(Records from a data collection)
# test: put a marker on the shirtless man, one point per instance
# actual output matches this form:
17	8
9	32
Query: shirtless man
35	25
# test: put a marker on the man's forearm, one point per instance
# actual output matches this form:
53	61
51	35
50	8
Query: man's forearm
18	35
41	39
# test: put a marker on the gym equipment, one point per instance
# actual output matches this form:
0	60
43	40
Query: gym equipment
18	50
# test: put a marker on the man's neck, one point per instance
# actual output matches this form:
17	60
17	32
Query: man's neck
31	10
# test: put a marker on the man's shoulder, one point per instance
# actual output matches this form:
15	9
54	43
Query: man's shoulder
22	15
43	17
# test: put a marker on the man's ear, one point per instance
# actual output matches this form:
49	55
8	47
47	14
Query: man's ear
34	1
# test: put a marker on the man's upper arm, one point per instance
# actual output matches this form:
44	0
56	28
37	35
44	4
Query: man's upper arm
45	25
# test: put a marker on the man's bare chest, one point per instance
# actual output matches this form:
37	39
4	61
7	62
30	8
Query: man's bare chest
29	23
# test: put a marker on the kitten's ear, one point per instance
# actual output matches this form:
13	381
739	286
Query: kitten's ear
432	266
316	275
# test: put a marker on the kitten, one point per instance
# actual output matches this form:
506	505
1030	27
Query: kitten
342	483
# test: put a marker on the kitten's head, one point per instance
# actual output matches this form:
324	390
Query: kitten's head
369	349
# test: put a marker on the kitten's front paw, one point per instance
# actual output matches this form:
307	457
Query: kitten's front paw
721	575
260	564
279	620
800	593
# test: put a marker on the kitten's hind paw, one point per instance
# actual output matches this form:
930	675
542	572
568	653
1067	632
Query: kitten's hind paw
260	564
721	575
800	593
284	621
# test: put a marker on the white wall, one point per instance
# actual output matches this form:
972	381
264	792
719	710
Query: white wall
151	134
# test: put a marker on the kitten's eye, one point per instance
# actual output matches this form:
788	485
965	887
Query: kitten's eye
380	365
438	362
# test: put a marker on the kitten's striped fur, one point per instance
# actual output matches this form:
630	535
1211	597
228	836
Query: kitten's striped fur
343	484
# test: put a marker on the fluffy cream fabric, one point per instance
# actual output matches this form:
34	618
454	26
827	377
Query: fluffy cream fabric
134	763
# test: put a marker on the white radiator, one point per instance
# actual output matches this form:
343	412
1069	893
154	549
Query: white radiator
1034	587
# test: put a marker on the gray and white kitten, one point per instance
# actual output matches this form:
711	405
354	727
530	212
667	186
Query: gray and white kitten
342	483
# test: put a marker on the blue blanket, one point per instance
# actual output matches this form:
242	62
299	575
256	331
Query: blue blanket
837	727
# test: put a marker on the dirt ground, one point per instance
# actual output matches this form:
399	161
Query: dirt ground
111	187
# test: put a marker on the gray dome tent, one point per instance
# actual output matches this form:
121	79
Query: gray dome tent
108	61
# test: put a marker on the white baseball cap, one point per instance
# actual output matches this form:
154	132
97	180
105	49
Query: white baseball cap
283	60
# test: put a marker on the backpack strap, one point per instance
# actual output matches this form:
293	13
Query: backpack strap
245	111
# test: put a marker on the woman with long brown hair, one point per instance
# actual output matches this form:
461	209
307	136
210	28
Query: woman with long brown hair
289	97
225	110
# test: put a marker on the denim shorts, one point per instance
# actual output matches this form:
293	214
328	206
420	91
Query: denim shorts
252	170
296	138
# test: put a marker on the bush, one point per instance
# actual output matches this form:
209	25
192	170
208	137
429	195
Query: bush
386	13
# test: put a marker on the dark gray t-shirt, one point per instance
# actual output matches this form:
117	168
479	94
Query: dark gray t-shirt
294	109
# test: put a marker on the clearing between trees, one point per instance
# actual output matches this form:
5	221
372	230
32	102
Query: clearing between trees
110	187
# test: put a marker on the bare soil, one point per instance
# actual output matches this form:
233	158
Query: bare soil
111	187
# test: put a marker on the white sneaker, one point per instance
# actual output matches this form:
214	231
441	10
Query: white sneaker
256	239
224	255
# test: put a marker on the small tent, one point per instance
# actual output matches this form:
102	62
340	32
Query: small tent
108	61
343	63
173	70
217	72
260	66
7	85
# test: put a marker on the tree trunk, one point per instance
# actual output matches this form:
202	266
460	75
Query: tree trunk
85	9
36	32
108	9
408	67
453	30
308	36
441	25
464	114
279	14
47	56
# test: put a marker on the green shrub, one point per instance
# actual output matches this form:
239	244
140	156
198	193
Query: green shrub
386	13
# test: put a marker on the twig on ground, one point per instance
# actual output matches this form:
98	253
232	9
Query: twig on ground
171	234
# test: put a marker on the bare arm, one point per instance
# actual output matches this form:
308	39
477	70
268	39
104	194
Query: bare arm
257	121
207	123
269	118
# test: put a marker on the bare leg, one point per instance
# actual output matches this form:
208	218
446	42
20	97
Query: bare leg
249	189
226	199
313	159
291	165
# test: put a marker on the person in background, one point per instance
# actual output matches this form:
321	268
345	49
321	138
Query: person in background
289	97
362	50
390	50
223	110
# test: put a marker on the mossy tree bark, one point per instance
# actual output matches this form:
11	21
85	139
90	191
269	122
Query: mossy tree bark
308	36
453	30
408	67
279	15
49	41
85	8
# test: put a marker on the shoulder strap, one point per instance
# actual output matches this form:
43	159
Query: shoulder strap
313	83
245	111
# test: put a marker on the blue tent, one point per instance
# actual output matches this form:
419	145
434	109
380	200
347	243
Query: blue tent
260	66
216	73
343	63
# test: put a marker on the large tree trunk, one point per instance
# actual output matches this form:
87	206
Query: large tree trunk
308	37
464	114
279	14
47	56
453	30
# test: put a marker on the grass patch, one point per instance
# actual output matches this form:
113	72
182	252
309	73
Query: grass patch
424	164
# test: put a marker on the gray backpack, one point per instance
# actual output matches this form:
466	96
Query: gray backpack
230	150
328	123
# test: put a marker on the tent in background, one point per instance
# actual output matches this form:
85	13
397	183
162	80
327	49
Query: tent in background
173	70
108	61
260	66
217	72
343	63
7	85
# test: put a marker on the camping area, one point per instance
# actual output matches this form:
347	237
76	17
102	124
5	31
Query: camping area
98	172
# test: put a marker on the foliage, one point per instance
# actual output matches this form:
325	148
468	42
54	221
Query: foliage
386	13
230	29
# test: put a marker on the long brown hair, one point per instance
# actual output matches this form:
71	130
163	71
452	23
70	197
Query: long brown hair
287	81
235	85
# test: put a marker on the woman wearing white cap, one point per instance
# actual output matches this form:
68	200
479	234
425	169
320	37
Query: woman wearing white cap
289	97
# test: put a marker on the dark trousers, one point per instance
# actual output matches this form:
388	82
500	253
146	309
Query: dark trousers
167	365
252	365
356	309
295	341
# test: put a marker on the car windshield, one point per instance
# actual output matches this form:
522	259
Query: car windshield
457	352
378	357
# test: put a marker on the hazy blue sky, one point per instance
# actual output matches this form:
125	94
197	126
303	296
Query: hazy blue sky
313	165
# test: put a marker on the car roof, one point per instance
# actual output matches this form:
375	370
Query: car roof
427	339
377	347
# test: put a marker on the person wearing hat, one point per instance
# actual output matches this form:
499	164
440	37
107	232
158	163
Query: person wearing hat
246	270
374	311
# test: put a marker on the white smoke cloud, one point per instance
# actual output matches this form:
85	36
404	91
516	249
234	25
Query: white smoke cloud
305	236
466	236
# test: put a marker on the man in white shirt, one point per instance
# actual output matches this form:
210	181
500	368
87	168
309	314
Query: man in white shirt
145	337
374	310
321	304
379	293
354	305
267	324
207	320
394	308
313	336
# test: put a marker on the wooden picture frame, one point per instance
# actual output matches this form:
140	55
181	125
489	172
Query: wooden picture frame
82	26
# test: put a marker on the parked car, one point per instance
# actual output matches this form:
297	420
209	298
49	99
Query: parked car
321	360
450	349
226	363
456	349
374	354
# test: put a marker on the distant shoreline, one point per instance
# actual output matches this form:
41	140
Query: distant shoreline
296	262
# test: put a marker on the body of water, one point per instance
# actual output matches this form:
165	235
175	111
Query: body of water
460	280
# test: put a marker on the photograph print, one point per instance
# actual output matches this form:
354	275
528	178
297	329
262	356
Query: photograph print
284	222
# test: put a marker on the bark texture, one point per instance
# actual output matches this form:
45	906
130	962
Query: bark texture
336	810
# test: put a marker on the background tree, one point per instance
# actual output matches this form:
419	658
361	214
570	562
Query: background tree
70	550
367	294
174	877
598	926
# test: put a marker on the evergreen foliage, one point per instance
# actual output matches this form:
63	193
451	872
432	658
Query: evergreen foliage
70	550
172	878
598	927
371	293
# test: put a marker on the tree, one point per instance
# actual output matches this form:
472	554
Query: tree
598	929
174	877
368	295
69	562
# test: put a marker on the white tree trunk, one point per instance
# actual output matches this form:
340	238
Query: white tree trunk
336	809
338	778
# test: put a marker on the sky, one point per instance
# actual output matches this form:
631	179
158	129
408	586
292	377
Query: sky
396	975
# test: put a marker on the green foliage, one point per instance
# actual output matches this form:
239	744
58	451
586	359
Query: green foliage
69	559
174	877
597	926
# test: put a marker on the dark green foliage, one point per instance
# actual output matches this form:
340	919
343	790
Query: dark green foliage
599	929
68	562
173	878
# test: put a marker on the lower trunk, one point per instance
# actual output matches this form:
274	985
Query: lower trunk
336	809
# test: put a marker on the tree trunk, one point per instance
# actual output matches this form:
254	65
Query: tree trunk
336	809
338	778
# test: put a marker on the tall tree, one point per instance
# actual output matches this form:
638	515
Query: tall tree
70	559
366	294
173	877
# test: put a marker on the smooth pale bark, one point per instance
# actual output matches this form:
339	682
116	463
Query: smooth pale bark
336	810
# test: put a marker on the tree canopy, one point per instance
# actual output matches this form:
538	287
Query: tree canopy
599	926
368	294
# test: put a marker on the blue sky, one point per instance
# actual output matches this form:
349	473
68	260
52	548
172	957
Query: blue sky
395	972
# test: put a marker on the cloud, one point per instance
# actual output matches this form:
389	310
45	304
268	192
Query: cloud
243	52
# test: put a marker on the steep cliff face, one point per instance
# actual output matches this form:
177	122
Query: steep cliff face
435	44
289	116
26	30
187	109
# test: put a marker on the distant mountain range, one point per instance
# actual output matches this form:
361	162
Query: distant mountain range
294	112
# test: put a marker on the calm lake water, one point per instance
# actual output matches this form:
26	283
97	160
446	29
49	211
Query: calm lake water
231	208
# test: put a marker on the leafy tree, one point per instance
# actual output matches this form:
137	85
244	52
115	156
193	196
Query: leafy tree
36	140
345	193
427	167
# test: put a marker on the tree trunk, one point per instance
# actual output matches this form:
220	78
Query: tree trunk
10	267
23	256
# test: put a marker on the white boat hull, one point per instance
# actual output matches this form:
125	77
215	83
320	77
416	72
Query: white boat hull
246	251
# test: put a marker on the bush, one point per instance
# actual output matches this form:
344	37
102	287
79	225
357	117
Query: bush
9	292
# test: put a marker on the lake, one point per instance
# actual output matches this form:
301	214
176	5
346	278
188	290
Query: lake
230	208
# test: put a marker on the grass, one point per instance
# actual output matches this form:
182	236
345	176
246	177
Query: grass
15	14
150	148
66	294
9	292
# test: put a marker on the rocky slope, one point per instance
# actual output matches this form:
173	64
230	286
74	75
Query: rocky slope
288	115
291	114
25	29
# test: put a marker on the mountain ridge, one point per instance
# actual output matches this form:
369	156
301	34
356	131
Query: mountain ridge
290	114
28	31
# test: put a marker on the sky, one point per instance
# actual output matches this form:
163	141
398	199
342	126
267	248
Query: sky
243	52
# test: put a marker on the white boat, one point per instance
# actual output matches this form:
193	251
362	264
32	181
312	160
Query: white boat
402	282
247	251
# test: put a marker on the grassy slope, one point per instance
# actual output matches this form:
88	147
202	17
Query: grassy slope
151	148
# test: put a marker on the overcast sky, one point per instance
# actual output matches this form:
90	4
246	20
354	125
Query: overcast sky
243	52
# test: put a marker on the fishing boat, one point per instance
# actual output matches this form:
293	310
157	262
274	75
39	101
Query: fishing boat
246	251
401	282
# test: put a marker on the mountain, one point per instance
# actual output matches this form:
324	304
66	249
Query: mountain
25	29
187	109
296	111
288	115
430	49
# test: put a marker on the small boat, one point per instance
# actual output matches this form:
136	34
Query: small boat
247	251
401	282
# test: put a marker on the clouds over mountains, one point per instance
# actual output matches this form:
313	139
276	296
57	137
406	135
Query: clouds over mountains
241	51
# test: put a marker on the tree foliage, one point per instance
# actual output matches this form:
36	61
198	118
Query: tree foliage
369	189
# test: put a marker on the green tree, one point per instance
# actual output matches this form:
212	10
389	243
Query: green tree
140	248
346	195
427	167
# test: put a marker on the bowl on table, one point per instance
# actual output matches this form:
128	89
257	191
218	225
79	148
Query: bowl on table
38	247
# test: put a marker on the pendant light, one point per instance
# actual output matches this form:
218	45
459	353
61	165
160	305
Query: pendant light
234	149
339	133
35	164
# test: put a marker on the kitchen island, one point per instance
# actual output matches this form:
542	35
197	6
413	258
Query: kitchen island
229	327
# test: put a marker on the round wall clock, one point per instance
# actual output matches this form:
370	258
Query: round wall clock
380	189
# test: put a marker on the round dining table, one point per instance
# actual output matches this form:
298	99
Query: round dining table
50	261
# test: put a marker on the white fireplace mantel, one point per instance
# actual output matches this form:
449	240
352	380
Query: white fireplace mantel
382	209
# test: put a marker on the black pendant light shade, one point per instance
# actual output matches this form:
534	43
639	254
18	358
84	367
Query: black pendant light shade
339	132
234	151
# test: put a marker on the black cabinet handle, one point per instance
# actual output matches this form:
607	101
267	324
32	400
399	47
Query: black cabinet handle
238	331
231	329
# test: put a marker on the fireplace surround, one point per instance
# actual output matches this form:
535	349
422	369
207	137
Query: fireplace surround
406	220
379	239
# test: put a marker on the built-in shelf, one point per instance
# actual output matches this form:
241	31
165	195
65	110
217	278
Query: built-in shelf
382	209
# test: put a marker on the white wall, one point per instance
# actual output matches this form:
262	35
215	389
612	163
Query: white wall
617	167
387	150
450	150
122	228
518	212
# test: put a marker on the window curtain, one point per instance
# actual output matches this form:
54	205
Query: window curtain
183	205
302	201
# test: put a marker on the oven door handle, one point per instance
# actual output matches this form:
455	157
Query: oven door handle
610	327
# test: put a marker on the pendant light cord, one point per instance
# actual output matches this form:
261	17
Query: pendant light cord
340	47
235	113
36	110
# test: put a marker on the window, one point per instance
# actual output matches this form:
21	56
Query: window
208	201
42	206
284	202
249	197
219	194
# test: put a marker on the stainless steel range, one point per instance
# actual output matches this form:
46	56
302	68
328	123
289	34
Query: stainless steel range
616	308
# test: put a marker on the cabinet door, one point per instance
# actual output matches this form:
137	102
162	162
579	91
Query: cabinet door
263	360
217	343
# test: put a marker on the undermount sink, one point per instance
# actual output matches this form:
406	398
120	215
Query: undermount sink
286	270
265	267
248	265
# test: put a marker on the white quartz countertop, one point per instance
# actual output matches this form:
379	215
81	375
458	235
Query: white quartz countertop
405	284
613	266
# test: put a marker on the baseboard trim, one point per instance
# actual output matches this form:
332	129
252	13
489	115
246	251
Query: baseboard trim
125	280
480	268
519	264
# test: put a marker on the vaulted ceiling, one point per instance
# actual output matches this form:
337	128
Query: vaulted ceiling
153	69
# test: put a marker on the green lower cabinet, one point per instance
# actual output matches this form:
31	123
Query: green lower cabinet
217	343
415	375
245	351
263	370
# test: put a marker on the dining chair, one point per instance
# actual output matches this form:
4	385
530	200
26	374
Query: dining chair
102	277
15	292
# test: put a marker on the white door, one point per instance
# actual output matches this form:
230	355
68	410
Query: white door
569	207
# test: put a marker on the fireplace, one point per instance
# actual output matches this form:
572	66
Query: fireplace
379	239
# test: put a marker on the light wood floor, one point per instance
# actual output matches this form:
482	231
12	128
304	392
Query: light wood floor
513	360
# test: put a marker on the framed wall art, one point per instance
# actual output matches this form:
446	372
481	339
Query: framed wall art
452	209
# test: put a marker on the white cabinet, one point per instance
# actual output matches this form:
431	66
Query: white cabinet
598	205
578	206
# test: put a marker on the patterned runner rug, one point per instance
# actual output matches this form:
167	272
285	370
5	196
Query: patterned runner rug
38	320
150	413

Work instruction
Up to and including the line with "# test: put a marker on the man's neck, one", output each line of the entries above exactly, starting from the first.

Exercise answer
# test: put a marker on the shirtless man, one point per instance
# actual output matches this form:
17	8
9	32
Query: shirtless man
35	25
# test: put a marker on the man's forearm, one point per instance
# actual output matches this form:
53	61
51	35
50	8
Query: man's forearm
18	35
41	39
# test: put a marker on the gym equipment, one point per instance
# actual output matches this form:
0	60
43	40
Query: gym equipment
18	50
# test: put a marker on the man's neck, one point per instance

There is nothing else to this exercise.